[Records excerpted from a collection]
——

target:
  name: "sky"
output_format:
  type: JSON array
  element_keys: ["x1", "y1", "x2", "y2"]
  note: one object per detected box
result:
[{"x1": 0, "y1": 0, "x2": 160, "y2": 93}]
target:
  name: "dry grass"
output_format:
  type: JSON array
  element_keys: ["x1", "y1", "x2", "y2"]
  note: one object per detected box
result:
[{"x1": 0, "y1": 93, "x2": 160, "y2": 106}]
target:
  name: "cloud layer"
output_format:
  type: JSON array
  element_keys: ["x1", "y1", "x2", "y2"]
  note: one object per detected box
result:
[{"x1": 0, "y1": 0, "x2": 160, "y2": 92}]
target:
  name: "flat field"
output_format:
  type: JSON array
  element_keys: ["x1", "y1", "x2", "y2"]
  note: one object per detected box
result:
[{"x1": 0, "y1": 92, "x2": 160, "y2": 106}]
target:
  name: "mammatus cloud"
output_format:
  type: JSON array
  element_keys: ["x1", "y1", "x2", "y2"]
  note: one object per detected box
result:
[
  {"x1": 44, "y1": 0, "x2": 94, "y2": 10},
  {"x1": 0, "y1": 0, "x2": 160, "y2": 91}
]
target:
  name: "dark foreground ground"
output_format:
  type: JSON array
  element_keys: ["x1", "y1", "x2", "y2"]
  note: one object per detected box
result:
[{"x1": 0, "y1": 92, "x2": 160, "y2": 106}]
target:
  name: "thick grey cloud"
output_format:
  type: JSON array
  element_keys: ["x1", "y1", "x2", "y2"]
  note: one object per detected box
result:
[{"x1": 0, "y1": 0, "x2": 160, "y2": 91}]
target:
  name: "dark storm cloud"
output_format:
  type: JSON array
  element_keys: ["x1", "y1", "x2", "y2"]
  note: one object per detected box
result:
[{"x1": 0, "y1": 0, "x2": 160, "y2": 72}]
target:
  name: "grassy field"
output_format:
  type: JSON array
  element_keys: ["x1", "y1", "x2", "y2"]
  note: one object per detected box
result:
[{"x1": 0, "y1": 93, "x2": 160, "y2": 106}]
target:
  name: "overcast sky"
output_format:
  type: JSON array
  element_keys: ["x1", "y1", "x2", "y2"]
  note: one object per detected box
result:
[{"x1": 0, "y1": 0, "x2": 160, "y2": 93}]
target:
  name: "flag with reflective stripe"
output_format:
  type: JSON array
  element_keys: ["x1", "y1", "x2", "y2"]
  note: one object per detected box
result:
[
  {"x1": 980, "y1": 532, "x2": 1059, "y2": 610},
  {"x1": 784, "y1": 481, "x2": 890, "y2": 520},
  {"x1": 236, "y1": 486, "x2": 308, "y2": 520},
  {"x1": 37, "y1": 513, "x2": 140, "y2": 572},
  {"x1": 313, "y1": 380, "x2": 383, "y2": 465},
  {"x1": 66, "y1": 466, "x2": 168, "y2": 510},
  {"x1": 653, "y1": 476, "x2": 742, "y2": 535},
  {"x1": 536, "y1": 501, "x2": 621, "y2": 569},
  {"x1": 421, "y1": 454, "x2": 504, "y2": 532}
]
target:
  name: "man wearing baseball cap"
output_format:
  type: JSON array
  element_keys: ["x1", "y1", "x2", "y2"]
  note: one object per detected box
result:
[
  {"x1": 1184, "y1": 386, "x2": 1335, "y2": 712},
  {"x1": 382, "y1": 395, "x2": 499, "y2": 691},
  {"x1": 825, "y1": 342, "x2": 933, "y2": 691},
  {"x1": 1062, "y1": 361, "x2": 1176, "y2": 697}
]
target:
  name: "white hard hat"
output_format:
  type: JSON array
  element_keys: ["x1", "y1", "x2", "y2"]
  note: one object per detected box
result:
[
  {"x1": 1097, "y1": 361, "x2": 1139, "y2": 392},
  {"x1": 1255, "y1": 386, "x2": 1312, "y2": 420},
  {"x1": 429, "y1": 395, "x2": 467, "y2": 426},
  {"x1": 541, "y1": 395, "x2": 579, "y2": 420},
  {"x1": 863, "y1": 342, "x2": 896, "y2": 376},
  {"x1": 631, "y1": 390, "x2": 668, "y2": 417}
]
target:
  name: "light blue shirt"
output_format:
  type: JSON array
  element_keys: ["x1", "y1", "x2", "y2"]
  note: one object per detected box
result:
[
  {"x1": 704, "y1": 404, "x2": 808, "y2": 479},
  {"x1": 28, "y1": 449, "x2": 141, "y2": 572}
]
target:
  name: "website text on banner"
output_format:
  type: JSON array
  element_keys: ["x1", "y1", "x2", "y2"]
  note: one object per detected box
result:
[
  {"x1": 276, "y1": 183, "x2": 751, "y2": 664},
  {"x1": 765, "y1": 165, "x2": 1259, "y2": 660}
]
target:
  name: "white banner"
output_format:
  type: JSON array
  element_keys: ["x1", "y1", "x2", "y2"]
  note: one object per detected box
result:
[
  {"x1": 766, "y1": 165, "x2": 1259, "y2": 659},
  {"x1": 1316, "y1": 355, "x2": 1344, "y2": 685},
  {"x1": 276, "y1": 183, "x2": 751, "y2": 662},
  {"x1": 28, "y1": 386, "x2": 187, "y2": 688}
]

——

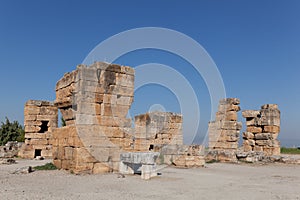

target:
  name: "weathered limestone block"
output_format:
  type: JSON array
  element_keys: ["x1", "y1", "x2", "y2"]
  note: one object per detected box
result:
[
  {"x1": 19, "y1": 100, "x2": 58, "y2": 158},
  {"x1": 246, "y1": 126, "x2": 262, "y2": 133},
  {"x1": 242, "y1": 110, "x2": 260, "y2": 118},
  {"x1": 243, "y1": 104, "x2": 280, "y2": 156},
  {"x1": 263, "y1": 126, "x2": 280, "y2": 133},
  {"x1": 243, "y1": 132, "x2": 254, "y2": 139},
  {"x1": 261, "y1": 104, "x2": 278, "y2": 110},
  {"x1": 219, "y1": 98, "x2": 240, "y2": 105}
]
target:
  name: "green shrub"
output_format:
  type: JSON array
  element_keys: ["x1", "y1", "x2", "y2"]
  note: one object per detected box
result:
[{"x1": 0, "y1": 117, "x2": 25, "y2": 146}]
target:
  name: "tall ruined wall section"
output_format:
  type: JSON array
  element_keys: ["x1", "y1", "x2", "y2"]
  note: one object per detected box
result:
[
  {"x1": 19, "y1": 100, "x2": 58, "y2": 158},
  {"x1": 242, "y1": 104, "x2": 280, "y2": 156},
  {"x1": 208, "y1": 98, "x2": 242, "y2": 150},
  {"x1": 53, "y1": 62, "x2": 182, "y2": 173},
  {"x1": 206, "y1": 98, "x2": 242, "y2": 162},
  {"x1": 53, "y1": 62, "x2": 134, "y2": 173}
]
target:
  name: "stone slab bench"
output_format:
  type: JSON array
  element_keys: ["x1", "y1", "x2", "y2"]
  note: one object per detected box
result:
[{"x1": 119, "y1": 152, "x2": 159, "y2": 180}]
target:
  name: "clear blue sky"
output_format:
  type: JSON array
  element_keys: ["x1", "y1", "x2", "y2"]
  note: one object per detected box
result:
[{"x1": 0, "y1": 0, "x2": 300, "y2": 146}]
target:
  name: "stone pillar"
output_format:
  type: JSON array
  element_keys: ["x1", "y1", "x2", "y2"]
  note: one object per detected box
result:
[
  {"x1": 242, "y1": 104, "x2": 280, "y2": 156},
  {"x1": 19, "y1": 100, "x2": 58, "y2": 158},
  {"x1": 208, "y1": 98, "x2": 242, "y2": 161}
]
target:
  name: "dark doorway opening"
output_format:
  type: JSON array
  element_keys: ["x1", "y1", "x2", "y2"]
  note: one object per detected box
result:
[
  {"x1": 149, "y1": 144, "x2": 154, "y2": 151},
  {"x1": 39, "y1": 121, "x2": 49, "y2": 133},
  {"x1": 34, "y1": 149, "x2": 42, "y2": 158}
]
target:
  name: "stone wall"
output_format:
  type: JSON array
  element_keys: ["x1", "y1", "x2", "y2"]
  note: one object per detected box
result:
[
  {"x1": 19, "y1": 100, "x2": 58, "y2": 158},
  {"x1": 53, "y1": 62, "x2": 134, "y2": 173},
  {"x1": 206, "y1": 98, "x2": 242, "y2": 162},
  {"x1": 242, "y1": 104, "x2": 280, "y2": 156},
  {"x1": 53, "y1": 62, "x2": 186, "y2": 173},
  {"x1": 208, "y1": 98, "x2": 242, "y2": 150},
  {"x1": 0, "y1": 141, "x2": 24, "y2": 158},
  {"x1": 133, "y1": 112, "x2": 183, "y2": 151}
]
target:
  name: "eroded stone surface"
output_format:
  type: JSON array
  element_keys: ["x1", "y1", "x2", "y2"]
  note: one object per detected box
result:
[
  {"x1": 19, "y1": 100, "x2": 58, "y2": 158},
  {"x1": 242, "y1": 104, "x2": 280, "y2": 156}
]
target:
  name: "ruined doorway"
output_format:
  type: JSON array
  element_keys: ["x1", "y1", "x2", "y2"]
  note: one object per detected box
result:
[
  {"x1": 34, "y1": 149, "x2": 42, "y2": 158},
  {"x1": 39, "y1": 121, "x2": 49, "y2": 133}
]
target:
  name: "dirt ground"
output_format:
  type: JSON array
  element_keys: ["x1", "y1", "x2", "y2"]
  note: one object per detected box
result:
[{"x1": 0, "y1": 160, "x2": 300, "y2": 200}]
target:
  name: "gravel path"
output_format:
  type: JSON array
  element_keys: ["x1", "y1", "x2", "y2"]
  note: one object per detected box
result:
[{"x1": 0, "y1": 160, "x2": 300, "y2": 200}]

——

_What this task involves_
Report each line of the records above that contains the string "banner", and copy every such line in full. Treat uppercase and lowercase as different.

_Correct response_
  name: "website text on banner"
  name: "white banner"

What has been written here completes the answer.